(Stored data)
'''

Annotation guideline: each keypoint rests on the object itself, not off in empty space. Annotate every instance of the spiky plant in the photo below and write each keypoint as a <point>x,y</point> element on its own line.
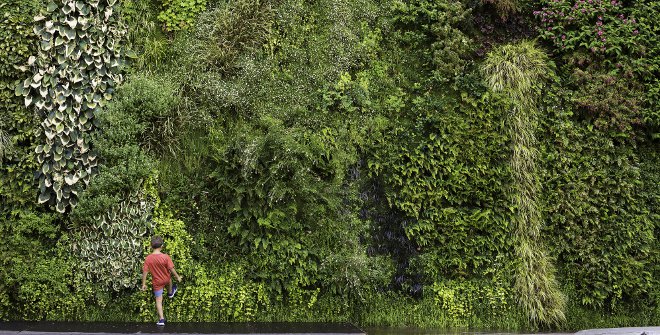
<point>518,71</point>
<point>5,144</point>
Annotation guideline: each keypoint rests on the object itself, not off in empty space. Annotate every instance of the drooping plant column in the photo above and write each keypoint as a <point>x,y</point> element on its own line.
<point>517,71</point>
<point>72,76</point>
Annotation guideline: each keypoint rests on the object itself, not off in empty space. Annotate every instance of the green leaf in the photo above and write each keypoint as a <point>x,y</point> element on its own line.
<point>52,6</point>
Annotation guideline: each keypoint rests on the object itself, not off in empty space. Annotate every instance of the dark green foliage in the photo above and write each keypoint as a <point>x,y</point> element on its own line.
<point>342,161</point>
<point>450,180</point>
<point>600,222</point>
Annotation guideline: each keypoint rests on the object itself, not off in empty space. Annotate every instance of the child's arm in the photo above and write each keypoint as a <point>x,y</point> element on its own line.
<point>178,278</point>
<point>144,280</point>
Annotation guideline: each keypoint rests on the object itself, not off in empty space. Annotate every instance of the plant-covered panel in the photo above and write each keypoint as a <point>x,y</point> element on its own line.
<point>439,164</point>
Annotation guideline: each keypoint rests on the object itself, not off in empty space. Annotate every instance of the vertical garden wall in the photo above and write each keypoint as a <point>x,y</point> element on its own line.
<point>422,163</point>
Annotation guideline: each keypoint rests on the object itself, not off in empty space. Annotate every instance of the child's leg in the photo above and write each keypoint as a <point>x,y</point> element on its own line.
<point>159,303</point>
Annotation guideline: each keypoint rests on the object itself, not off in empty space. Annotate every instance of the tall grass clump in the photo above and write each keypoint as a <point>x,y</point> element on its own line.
<point>517,71</point>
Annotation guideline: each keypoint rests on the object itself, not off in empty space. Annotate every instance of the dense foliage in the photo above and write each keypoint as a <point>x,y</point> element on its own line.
<point>484,164</point>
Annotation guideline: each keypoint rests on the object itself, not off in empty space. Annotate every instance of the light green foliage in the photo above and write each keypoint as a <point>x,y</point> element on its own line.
<point>463,300</point>
<point>72,76</point>
<point>17,124</point>
<point>601,214</point>
<point>334,160</point>
<point>517,71</point>
<point>109,250</point>
<point>180,14</point>
<point>219,294</point>
<point>112,218</point>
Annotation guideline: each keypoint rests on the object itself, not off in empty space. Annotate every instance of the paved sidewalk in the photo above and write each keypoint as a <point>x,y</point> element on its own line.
<point>97,328</point>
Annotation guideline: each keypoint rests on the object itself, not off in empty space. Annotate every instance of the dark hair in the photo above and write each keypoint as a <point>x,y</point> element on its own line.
<point>156,242</point>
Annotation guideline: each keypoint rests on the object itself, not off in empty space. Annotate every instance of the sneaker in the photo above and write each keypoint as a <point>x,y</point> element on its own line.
<point>173,292</point>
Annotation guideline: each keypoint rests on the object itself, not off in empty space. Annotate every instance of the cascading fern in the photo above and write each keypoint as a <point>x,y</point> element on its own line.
<point>74,73</point>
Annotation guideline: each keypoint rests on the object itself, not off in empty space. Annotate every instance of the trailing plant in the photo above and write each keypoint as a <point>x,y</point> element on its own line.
<point>73,75</point>
<point>17,124</point>
<point>518,71</point>
<point>597,199</point>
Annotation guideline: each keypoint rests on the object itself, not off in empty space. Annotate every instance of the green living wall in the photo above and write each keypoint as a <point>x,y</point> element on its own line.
<point>431,163</point>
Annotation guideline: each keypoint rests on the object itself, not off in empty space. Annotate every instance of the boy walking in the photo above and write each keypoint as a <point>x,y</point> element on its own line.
<point>160,265</point>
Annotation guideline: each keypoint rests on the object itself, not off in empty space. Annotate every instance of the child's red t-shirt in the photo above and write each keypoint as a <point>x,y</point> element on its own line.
<point>159,265</point>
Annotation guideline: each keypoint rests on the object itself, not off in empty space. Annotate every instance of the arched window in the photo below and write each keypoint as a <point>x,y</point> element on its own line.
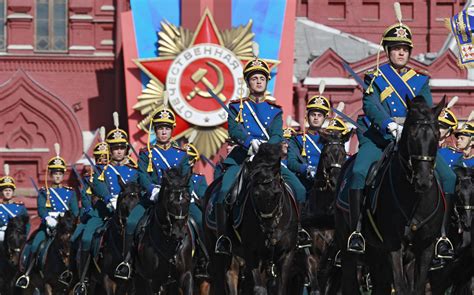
<point>3,38</point>
<point>51,25</point>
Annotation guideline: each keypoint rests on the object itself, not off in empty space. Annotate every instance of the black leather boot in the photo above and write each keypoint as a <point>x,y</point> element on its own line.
<point>223,243</point>
<point>355,242</point>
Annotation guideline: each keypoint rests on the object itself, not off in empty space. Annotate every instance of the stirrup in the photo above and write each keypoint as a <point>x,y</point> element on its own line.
<point>80,289</point>
<point>119,275</point>
<point>219,242</point>
<point>355,234</point>
<point>24,285</point>
<point>306,239</point>
<point>66,277</point>
<point>445,239</point>
<point>337,259</point>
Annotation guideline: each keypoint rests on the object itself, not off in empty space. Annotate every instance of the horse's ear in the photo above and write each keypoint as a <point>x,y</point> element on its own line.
<point>439,107</point>
<point>408,102</point>
<point>346,137</point>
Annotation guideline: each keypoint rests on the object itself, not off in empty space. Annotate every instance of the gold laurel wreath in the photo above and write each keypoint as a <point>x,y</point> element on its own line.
<point>172,41</point>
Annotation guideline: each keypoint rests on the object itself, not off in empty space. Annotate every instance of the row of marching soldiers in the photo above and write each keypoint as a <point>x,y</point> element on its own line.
<point>113,167</point>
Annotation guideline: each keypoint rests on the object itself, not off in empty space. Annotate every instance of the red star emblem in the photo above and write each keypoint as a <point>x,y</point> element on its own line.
<point>197,75</point>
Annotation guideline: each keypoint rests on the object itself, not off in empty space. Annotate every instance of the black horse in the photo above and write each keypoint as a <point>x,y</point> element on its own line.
<point>164,256</point>
<point>408,213</point>
<point>111,253</point>
<point>57,256</point>
<point>10,250</point>
<point>318,215</point>
<point>458,273</point>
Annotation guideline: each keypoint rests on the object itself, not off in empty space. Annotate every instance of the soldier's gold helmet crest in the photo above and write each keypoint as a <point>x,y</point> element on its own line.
<point>57,163</point>
<point>256,65</point>
<point>319,102</point>
<point>117,136</point>
<point>7,181</point>
<point>399,33</point>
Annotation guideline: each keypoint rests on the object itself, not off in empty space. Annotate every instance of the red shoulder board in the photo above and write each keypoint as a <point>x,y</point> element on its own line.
<point>422,72</point>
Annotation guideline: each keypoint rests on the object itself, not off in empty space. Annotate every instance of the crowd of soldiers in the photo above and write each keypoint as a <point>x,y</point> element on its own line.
<point>253,120</point>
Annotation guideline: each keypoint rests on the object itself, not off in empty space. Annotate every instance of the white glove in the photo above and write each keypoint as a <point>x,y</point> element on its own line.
<point>112,203</point>
<point>2,233</point>
<point>155,192</point>
<point>311,171</point>
<point>51,222</point>
<point>395,130</point>
<point>255,143</point>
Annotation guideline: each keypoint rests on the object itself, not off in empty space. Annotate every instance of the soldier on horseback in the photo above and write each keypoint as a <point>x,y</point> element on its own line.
<point>94,211</point>
<point>153,160</point>
<point>448,123</point>
<point>253,120</point>
<point>9,208</point>
<point>52,201</point>
<point>385,108</point>
<point>465,142</point>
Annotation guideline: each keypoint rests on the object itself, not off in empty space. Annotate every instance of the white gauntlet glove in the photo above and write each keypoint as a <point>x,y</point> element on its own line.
<point>51,222</point>
<point>155,192</point>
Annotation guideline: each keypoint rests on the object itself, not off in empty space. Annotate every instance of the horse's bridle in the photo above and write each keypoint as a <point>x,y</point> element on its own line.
<point>421,158</point>
<point>326,173</point>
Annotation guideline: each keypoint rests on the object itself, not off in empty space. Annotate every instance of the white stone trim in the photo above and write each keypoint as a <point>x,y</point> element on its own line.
<point>333,81</point>
<point>20,47</point>
<point>19,16</point>
<point>81,47</point>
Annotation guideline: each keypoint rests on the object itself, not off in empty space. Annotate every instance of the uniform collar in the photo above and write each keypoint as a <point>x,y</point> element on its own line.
<point>163,146</point>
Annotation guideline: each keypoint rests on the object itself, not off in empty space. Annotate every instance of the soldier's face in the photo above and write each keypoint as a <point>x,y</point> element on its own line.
<point>57,177</point>
<point>118,153</point>
<point>163,134</point>
<point>284,148</point>
<point>7,193</point>
<point>257,83</point>
<point>463,142</point>
<point>316,119</point>
<point>399,55</point>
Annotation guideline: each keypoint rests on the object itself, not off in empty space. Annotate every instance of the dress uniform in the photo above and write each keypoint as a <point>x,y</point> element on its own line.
<point>153,160</point>
<point>52,201</point>
<point>305,148</point>
<point>93,213</point>
<point>9,208</point>
<point>254,120</point>
<point>388,89</point>
<point>463,160</point>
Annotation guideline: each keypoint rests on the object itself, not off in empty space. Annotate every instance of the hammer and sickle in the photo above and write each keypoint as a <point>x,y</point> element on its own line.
<point>199,76</point>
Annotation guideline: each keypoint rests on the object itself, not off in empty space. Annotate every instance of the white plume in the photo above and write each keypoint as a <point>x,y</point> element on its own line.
<point>255,49</point>
<point>398,11</point>
<point>322,86</point>
<point>57,149</point>
<point>471,117</point>
<point>166,97</point>
<point>115,115</point>
<point>340,106</point>
<point>192,136</point>
<point>102,134</point>
<point>453,101</point>
<point>6,169</point>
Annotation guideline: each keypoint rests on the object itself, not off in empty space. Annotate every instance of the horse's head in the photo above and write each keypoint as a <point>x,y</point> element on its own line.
<point>174,201</point>
<point>465,195</point>
<point>266,185</point>
<point>332,158</point>
<point>15,237</point>
<point>419,142</point>
<point>128,198</point>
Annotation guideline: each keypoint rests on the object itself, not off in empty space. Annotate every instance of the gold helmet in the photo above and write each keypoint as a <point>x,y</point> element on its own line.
<point>7,181</point>
<point>117,136</point>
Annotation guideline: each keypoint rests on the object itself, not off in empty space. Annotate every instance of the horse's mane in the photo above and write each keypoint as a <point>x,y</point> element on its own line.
<point>268,155</point>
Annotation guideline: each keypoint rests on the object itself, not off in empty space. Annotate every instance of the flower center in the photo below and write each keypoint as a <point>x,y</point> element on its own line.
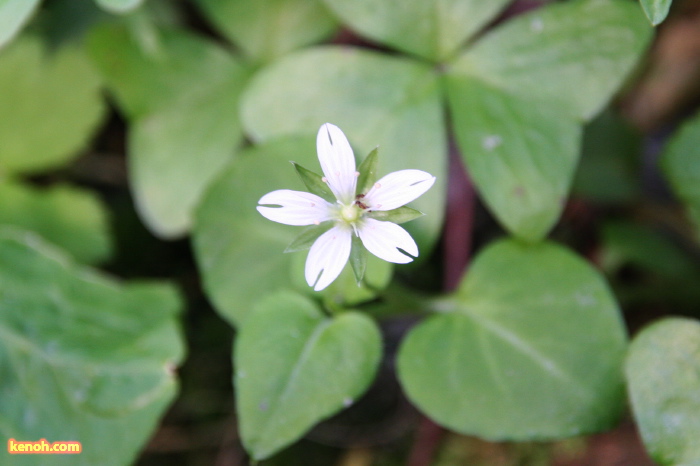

'''

How to complete this task:
Find the line containing "the horse's head", then extract it and every line after it to the end of the data above, exactly and nothing else, without pictures.

Answer for this exercise:
Annotation guideline: each keypoint rests on the object itself, not off in empty space. Annotate every instance of the horse's head in the photo above and write each keypoint as a <point>x,y</point> element on its own line.
<point>174,201</point>
<point>465,195</point>
<point>266,185</point>
<point>332,158</point>
<point>15,237</point>
<point>419,142</point>
<point>128,198</point>
Annotation guideline: each keypoint rests on the object itself, not off in empty space. Annotate every instance of the gold helmet in the photo above and write each keypoint as a <point>x,y</point> element on its own line.
<point>7,181</point>
<point>117,136</point>
Annotation guideline: each keypoint rests on the object itself, not off in empty space. Annotate every instance of the horse's mane in the photo above and write each keypoint as a <point>x,y</point> element on its own line.
<point>268,155</point>
Annotation guideline: each keypoint rests on the object itself, not off in empty space. Annotate every instance of the flower center in the photo below and write each keypoint as a <point>x,y</point> element on its own line.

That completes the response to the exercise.